Check every line of the data for the word "positive", and copy those that have it.

=======

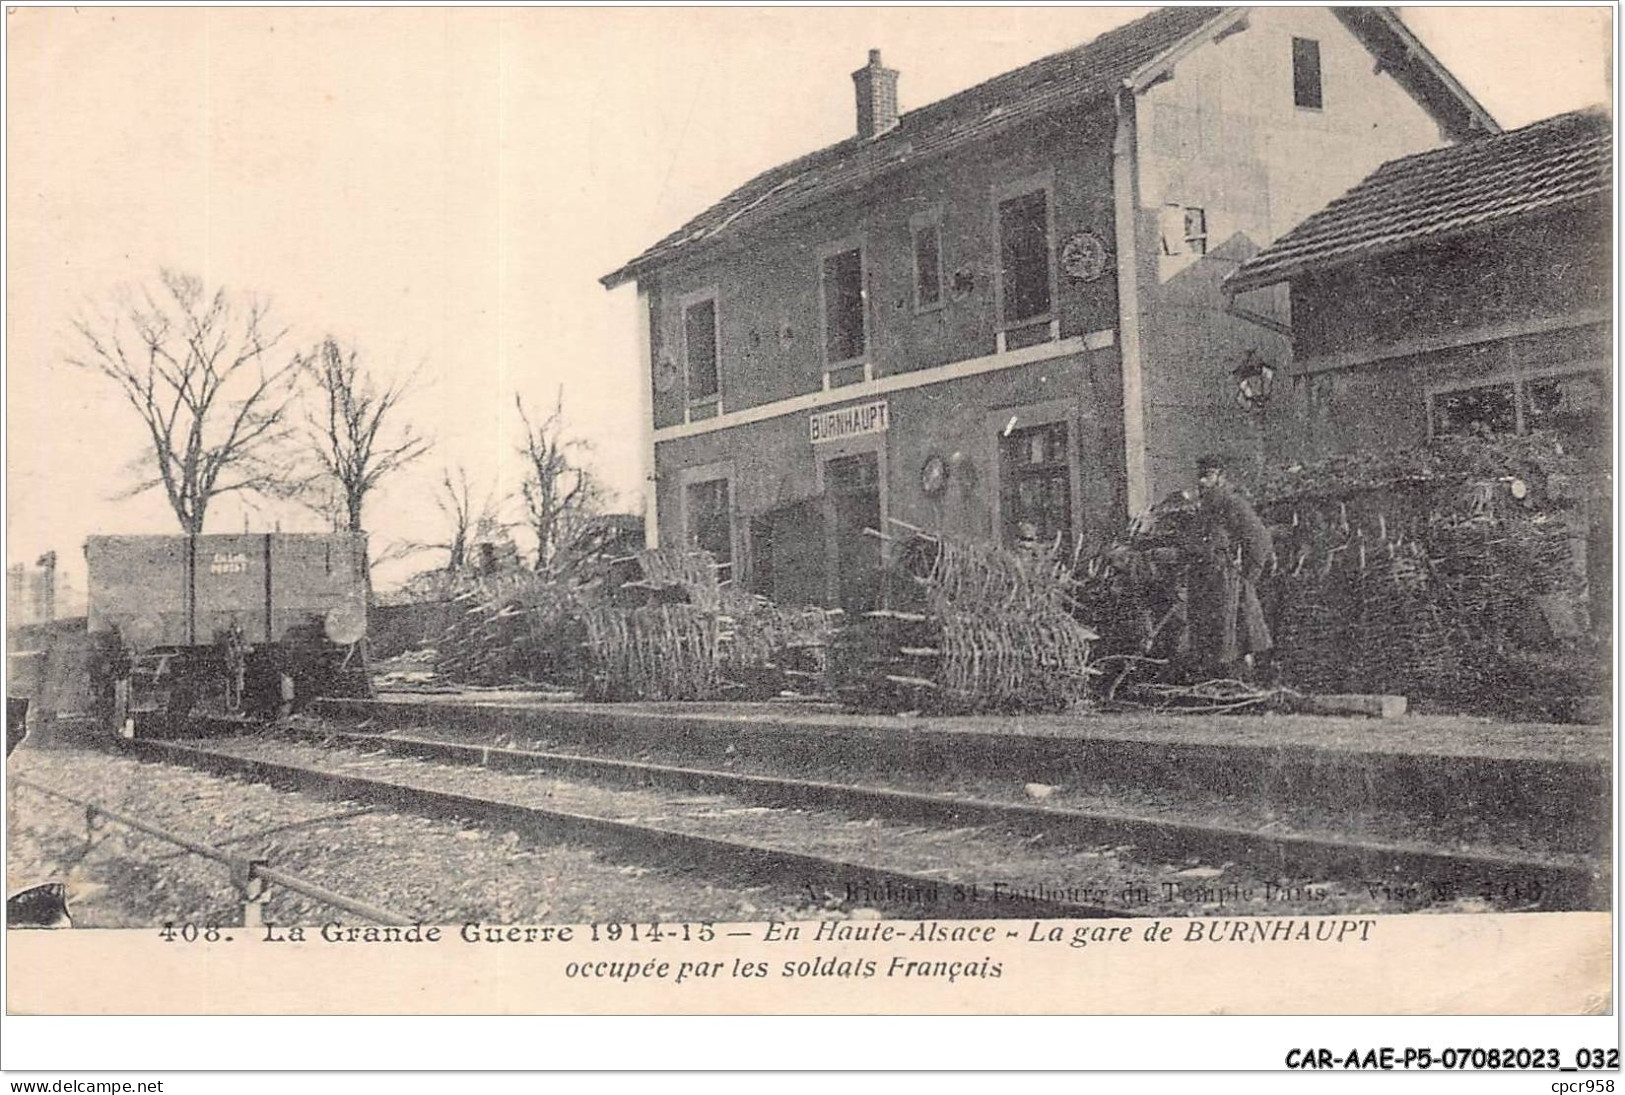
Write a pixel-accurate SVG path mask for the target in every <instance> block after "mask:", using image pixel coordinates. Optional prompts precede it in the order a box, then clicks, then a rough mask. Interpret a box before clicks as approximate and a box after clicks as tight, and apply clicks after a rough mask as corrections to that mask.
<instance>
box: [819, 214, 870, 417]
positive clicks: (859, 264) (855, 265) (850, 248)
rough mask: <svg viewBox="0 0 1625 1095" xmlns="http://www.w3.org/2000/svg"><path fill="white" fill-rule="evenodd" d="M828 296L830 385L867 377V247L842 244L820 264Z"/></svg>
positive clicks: (828, 350) (828, 255) (836, 386)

=======

YOUR SOLUTION:
positive clicks: (859, 264) (855, 265) (850, 248)
positive clicks: (828, 350) (828, 255) (836, 386)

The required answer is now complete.